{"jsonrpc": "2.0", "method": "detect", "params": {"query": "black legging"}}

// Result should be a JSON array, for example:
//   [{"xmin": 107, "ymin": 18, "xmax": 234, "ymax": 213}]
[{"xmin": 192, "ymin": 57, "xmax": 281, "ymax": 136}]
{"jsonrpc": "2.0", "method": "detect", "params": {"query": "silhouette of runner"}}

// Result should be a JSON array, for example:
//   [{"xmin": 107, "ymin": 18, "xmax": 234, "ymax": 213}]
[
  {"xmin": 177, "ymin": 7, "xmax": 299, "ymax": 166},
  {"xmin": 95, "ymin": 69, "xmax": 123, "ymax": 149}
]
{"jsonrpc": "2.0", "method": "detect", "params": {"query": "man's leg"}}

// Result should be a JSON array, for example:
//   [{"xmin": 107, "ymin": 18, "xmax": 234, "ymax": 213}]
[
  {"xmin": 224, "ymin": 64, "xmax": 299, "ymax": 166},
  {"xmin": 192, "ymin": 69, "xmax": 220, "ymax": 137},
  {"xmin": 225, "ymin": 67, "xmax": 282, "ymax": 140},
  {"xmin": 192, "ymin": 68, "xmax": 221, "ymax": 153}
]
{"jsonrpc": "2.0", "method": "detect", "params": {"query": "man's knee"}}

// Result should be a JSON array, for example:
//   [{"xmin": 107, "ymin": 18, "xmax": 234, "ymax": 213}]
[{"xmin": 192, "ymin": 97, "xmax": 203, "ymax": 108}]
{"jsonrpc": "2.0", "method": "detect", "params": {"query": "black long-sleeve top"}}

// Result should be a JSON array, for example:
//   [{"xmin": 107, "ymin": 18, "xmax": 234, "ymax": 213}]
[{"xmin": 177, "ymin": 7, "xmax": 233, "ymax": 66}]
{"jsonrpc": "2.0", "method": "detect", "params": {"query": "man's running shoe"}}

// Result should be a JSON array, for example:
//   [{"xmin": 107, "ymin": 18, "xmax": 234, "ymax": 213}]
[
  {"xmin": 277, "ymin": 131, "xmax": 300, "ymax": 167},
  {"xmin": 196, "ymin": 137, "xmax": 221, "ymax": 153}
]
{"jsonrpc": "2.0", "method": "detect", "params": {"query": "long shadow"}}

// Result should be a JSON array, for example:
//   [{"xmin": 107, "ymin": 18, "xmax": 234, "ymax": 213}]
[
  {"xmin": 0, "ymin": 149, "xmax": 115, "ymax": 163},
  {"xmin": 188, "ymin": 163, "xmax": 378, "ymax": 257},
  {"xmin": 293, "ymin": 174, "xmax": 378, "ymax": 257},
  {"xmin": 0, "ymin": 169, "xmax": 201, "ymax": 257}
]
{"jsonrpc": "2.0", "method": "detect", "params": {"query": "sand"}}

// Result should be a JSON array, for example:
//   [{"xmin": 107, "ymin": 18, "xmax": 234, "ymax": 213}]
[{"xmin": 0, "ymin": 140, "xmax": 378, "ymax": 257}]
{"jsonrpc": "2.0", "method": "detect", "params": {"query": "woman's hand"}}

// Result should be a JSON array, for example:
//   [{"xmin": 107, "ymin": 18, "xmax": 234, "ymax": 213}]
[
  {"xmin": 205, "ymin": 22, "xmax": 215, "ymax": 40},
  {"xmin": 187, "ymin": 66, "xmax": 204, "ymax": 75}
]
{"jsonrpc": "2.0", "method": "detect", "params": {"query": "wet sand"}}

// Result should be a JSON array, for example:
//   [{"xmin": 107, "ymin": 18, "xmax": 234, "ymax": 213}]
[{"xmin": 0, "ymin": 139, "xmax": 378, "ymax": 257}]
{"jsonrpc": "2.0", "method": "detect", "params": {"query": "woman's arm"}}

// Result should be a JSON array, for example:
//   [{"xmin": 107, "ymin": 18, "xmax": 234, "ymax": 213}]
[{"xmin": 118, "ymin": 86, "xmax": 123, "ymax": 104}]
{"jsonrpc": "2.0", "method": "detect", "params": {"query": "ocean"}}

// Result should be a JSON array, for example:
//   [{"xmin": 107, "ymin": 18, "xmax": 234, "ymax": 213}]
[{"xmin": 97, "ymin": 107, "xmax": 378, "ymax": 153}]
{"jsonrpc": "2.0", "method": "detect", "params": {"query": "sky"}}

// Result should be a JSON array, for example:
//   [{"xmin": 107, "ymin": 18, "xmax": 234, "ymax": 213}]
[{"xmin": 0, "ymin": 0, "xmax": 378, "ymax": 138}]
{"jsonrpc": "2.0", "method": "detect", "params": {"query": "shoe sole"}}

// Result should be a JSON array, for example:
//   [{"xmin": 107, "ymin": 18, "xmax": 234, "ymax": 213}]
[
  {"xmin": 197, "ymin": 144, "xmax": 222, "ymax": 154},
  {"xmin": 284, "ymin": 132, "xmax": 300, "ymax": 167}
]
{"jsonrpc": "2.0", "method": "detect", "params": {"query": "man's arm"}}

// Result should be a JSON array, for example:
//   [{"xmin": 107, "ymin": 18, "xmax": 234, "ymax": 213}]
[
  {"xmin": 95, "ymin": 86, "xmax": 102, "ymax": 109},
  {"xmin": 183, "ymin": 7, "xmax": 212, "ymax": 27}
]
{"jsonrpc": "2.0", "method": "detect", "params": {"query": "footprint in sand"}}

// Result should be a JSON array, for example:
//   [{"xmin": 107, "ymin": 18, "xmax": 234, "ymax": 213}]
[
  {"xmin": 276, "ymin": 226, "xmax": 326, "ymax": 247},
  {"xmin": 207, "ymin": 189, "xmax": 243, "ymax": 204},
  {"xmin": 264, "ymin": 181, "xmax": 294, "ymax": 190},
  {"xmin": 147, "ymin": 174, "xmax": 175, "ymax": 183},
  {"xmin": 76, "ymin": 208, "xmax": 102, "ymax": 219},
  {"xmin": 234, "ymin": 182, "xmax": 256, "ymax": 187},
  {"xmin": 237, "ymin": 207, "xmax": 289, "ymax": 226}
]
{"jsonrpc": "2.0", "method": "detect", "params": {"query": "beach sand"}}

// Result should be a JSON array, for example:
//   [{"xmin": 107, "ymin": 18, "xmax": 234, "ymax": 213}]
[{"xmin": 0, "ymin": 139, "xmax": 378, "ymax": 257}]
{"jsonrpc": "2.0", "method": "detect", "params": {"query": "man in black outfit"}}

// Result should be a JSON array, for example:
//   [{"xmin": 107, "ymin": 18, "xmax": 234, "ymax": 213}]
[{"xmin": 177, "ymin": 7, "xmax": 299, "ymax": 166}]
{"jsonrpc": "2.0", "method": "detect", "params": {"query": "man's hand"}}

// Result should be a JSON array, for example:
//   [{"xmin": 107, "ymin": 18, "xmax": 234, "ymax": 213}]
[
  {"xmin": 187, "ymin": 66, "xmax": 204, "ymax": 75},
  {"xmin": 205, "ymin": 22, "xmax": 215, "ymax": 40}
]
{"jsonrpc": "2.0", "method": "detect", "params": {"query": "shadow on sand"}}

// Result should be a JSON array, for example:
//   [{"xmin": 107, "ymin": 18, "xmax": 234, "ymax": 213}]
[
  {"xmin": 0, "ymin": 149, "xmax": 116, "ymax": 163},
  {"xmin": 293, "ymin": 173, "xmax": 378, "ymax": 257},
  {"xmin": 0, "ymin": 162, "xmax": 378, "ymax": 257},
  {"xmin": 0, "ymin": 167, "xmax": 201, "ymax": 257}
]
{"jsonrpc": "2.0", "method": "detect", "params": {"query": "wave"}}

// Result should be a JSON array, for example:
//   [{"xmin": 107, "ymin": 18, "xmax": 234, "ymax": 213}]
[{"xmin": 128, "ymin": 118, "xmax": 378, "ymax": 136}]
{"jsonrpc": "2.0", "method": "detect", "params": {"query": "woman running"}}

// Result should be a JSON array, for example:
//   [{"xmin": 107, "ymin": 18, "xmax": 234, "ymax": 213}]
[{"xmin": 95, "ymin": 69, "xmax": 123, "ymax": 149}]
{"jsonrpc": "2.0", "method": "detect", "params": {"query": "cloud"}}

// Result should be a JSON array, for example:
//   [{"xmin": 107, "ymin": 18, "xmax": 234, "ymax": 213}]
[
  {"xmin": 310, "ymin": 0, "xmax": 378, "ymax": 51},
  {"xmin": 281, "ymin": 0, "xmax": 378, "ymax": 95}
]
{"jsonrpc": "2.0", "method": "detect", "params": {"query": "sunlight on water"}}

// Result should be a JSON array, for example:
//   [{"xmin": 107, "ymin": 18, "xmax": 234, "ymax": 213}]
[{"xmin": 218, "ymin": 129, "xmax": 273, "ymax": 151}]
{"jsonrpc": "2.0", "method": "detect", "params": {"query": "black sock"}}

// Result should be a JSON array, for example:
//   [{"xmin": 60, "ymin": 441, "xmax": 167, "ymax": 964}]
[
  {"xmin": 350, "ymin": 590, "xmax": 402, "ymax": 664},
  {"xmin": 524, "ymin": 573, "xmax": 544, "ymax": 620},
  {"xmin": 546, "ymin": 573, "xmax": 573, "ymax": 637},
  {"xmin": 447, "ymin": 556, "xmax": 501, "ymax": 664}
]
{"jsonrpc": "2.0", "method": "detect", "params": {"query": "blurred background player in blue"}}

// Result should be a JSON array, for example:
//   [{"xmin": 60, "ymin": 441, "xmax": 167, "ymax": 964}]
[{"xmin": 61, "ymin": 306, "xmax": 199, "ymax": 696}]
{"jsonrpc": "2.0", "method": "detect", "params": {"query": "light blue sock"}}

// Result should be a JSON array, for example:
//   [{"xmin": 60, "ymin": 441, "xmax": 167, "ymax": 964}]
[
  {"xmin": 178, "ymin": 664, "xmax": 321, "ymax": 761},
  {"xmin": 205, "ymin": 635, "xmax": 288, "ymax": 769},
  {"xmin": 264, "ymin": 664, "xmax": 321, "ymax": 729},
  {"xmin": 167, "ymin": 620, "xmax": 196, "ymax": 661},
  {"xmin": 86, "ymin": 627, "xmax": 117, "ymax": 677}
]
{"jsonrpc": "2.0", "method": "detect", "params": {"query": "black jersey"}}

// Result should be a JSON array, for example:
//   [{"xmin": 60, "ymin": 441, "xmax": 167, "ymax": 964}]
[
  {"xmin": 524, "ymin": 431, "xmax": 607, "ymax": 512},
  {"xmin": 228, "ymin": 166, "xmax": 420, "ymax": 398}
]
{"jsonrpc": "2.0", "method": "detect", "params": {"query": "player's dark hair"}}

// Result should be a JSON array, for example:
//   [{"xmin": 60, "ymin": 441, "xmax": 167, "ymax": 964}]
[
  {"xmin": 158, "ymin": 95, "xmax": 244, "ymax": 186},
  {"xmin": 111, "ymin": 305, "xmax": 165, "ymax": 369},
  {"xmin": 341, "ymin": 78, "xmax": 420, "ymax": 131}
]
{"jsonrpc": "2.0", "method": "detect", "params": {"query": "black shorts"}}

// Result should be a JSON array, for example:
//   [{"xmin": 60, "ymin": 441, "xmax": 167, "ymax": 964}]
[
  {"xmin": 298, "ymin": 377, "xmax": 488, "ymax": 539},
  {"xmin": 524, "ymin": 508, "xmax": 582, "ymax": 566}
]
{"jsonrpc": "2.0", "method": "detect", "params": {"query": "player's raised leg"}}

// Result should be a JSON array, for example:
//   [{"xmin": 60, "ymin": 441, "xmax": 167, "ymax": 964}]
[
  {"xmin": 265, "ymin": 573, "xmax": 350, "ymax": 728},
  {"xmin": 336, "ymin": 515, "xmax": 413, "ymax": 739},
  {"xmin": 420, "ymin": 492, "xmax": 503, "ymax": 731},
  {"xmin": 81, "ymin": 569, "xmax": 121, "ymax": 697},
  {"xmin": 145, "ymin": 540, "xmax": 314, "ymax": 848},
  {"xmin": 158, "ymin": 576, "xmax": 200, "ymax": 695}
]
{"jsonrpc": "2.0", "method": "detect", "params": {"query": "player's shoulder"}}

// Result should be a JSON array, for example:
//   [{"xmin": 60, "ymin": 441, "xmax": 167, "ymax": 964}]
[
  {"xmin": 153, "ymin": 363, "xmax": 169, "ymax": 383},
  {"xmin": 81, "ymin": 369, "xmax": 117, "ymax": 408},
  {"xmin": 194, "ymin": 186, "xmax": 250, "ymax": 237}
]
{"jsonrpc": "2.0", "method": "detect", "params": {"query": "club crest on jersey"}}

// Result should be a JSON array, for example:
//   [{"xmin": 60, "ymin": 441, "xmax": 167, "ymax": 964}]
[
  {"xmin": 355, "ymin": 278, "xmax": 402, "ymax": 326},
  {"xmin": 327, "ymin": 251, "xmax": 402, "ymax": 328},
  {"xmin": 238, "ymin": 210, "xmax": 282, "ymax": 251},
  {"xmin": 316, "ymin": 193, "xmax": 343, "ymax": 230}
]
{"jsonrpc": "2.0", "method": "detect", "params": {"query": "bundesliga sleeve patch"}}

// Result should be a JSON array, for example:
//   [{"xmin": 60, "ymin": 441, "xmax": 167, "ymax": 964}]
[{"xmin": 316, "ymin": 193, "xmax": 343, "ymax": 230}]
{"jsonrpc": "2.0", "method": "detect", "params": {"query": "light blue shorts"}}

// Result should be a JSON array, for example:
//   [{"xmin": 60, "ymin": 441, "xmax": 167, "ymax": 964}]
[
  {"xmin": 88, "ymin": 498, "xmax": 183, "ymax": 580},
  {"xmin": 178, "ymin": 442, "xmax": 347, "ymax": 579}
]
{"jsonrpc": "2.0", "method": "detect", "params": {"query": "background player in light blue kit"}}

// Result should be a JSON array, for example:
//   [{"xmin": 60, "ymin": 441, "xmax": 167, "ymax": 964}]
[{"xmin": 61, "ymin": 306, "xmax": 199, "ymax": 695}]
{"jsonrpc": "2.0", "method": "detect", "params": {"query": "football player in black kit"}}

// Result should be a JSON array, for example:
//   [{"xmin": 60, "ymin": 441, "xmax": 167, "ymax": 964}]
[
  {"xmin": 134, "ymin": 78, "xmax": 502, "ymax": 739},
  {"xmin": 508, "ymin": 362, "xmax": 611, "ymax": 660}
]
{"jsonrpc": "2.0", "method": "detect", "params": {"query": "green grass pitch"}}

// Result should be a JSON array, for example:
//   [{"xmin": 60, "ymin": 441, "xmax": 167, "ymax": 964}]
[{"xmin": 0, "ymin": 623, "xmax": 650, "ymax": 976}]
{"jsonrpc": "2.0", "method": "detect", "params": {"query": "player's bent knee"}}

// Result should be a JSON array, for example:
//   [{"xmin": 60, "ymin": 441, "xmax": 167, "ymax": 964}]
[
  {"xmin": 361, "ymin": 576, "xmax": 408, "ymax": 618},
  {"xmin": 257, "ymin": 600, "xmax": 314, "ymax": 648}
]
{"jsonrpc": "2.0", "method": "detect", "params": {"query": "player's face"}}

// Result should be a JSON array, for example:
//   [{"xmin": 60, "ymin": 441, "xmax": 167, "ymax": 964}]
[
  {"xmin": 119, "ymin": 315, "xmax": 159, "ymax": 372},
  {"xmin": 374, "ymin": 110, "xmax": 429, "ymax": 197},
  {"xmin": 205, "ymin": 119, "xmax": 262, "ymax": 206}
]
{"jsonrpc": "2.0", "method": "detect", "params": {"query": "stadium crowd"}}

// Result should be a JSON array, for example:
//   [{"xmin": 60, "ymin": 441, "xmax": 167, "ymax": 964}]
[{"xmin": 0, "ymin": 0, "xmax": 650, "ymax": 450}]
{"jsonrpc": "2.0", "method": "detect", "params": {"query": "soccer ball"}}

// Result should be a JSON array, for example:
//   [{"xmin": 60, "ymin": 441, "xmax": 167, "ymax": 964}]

**Exercise brief**
Pull out every line of the entries above that contains the word "blue". Matching is case-sensitive.

**Task result**
{"jsonrpc": "2.0", "method": "detect", "params": {"query": "blurred background player in blue"}}
{"jsonrpc": "2.0", "method": "detect", "params": {"query": "light blue sock"}}
{"jsonrpc": "2.0", "method": "detect", "params": {"query": "light blue shorts"}}
{"jsonrpc": "2.0", "method": "detect", "params": {"query": "background player in light blue kit"}}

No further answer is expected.